課題内容:
下に示す食道がん手術についての文章から、「患者さんはたいてい自分の病気」と「すれば興味津々の存在だった。」の間を、両端の語句も含めて一字も変えずに書き写すこと。

ページ本文:
患者さんはたいてい自分の病気しか頭にないが、医シャはいろいろな病気を診るので、こう言うとひんしゅくを買うかもしれないが、自ずと病気に対する興味に軽重が生じる。特に外科医の場合は、いわゆる“大物”の手術に興味が集中する。
消化器外科領域で“大物”と言えば、まずは食道がんである。
食道は胸の奥、肺と心臓の後ろを通っているので、切除するためには胸の脇を大きく切らなければならない。さらには食道を取ったあと、食べ物の通り道を作るために、胃の小弯側を切除して管状にしたもの(「胃管」という)を横隔膜を越えて首の付け根まで持ち上げ、鎖骨の上を切開して、食道上部の断端とつながなければならない。従って、胸部、腹部、鎖骨上部と三カ所の皮膚切開が必要で、胃管を通すのも大変だし、断端の吻合も洩れやすいので、難度の高い手術とされていた。
しかも、症例数は胃がんや大腸がんに比べると少ないので、食道がんの患者さんは、外科医からすれば興味津々の存在だった。

保存データ:

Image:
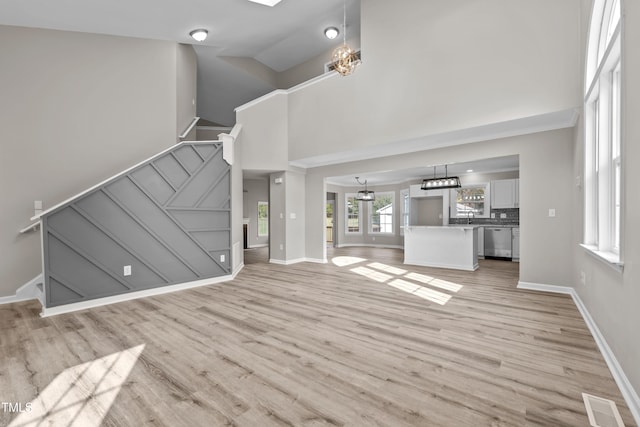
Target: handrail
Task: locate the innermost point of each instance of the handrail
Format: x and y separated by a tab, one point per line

回答:
患者さんはたいてい自分の病気しか頭にないが、医シャはいろいろな病気を診るので、こう言うとひんしゅくを買うかもしれないが、自ずと病気に対する興味に軽重が生じる。特に外科医の場合は、いわゆる“大物”の手術に興味が集中する。
消化器外科領域で“大物”と言えば、まずは食道がんである。
食道は胸の奥、肺と心臓の後ろを通っているので、切除するためには胸の脇を大きく切らなければならない。さらには食道を取ったあと、食べ物の通り道を作るために、胃の小弯側を切除して管状にしたもの(「胃管」という)を横隔膜を越えて首の付け根まで持ち上げ、鎖骨の上を切開して、食道上部の断端とつながなければならない。従って、胸部、腹部、鎖骨上部と三カ所の皮膚切開が必要で、胃管を通すのも大変だし、断端の吻合も洩れやすいので、難度の高い手術とされていた。
しかも、症例数は胃がんや大腸がんに比べると少ないので、食道がんの患者さんは、外科医からすれば興味津々の存在だった。